*Short task*
Find each line in the entries below that contains the string "segment" with the same capitalization, and copy those lines.

------ Materials provided ------

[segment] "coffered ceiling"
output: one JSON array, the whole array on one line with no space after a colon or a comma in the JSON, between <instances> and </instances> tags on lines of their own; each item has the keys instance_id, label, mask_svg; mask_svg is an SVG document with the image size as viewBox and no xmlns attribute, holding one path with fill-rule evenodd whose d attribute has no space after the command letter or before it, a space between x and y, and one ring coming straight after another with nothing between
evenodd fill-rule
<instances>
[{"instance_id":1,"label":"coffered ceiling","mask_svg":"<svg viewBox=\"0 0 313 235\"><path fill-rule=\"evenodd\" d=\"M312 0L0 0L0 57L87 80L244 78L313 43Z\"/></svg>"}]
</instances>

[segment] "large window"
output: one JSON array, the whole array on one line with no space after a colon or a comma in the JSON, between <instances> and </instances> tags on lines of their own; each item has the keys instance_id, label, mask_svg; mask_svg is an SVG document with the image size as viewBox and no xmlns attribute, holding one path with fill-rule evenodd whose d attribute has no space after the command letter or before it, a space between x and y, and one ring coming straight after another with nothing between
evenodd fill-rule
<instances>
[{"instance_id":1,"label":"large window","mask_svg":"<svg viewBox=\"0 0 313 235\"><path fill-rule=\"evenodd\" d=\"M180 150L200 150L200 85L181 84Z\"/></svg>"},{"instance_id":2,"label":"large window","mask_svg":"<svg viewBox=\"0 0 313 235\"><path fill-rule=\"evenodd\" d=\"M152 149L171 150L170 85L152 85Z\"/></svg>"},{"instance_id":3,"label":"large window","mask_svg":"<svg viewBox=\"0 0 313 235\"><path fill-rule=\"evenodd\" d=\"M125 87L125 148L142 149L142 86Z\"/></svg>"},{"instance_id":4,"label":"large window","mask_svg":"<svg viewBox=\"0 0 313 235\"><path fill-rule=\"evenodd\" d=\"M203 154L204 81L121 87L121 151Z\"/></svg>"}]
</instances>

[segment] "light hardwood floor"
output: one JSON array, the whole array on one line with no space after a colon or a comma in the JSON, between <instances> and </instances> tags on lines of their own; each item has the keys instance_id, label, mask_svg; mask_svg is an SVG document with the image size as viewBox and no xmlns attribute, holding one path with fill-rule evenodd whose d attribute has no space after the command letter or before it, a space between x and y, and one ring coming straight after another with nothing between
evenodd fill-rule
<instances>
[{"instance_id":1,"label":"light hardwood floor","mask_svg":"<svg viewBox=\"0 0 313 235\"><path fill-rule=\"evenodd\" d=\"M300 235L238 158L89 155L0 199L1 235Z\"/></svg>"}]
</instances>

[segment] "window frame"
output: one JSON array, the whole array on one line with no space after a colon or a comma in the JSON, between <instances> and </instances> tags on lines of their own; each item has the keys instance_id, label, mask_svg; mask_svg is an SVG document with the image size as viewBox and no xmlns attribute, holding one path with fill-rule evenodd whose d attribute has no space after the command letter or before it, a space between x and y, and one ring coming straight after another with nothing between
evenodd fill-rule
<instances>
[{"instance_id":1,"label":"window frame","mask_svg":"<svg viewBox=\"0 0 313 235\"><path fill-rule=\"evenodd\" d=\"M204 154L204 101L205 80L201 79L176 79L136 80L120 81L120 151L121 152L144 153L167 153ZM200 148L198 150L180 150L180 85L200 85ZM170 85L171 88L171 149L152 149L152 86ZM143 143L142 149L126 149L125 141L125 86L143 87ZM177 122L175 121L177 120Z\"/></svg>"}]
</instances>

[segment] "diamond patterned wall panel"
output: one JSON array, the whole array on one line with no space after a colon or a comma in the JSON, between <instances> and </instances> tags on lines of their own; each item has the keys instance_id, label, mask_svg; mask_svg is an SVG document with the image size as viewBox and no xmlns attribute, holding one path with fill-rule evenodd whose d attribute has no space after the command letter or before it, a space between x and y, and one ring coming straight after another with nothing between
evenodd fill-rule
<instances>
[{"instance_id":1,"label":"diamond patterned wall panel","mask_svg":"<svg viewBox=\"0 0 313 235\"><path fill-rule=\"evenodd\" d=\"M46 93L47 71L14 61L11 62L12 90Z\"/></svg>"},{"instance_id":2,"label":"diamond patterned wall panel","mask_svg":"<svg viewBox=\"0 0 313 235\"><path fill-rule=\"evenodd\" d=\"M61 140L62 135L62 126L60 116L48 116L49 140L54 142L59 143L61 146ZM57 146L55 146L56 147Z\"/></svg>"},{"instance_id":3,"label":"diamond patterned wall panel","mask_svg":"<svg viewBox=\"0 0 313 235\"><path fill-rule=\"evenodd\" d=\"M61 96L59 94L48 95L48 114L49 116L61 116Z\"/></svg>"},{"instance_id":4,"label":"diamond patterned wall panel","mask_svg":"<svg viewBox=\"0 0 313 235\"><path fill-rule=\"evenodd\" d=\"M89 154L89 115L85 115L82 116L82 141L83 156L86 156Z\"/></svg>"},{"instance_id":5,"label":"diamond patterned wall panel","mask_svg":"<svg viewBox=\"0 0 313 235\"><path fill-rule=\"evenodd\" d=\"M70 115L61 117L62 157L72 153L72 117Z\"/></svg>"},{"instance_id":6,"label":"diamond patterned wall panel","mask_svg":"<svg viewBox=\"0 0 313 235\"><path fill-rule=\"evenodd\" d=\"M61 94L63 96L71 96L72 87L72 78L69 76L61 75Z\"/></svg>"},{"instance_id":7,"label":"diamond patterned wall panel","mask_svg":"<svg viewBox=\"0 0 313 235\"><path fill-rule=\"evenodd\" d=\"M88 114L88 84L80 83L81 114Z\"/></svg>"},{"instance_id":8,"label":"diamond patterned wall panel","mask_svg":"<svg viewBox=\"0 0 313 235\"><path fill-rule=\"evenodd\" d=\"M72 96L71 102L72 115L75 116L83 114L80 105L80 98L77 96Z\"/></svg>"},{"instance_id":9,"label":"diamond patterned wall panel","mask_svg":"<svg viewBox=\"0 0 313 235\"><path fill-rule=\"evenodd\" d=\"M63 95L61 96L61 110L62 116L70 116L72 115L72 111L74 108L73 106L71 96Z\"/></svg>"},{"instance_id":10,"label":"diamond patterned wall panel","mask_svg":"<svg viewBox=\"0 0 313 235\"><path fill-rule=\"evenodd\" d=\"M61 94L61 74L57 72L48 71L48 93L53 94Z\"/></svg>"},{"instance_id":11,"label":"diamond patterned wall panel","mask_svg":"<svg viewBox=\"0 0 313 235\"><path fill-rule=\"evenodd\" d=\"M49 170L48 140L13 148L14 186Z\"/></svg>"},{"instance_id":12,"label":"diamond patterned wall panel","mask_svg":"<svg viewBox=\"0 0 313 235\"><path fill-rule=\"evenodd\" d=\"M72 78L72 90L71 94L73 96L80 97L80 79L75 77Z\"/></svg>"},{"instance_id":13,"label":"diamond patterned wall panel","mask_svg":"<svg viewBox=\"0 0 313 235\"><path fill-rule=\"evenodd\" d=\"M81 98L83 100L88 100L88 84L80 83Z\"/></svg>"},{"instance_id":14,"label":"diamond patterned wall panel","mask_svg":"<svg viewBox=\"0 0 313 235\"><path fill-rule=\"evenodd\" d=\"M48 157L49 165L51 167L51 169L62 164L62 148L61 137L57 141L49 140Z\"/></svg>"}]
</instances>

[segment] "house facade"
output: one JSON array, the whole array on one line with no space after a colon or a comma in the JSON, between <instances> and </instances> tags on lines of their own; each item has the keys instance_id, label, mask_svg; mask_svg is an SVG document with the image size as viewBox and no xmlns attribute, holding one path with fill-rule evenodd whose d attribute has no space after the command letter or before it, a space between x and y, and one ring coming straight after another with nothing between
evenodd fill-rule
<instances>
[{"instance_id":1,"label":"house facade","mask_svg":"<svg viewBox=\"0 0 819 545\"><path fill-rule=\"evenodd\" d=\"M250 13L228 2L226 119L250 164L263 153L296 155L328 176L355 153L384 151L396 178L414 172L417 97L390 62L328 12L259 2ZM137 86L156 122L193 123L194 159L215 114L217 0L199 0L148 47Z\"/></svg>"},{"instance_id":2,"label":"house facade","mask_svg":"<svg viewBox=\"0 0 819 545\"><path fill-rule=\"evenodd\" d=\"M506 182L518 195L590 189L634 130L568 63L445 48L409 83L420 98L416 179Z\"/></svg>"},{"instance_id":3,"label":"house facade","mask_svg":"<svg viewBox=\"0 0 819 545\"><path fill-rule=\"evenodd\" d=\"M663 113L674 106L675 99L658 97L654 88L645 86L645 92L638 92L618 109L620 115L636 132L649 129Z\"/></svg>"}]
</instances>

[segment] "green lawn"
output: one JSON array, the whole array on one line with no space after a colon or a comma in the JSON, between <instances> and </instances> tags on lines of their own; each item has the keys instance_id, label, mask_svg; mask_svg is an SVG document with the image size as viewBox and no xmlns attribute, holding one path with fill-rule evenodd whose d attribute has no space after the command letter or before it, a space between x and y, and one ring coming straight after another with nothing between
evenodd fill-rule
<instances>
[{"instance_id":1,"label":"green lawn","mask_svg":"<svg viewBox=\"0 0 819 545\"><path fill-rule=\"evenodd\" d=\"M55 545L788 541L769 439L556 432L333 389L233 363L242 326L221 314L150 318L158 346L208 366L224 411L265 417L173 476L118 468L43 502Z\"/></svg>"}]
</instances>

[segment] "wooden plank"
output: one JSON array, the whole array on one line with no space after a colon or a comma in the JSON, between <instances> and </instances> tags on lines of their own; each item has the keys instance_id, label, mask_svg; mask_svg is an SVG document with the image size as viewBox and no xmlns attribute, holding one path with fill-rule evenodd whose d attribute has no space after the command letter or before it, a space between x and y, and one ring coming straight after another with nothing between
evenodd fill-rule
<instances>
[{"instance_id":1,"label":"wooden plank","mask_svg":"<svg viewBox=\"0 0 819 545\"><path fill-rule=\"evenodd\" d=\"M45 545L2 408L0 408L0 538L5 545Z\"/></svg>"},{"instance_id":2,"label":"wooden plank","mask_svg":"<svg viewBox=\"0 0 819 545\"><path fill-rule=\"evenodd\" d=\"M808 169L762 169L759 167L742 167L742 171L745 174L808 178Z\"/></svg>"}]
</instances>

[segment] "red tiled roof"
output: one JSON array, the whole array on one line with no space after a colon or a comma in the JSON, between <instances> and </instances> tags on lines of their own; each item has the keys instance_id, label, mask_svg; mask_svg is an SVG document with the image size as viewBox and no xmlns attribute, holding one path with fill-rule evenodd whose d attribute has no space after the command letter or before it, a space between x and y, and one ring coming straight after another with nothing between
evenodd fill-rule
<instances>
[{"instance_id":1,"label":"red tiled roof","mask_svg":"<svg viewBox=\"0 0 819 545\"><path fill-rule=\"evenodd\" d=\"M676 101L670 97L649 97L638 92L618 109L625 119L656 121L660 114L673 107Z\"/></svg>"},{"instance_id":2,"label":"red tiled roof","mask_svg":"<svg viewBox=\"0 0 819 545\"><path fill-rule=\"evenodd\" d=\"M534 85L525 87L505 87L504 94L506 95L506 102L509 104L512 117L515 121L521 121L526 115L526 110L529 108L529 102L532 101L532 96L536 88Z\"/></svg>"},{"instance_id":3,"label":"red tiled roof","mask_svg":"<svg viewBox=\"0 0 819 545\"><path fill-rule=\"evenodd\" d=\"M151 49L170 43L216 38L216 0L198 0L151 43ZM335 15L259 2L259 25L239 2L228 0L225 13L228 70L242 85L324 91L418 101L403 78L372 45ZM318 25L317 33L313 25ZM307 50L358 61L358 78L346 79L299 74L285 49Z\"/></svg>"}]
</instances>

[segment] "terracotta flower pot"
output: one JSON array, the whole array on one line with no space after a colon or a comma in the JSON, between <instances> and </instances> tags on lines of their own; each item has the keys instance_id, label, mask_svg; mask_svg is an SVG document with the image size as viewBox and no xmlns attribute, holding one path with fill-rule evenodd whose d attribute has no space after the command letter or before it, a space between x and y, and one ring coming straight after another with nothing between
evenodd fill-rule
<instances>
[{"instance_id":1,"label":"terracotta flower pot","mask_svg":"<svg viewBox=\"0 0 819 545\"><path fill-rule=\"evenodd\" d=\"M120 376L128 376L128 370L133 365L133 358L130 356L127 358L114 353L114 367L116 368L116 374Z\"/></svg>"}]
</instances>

------

*The completed task*
[segment] "coffered ceiling"
[segment] "large window"
[segment] "light hardwood floor"
[segment] "window frame"
[segment] "diamond patterned wall panel"
[segment] "house facade"
[segment] "green lawn"
[segment] "wooden plank"
[segment] "red tiled roof"
[segment] "terracotta flower pot"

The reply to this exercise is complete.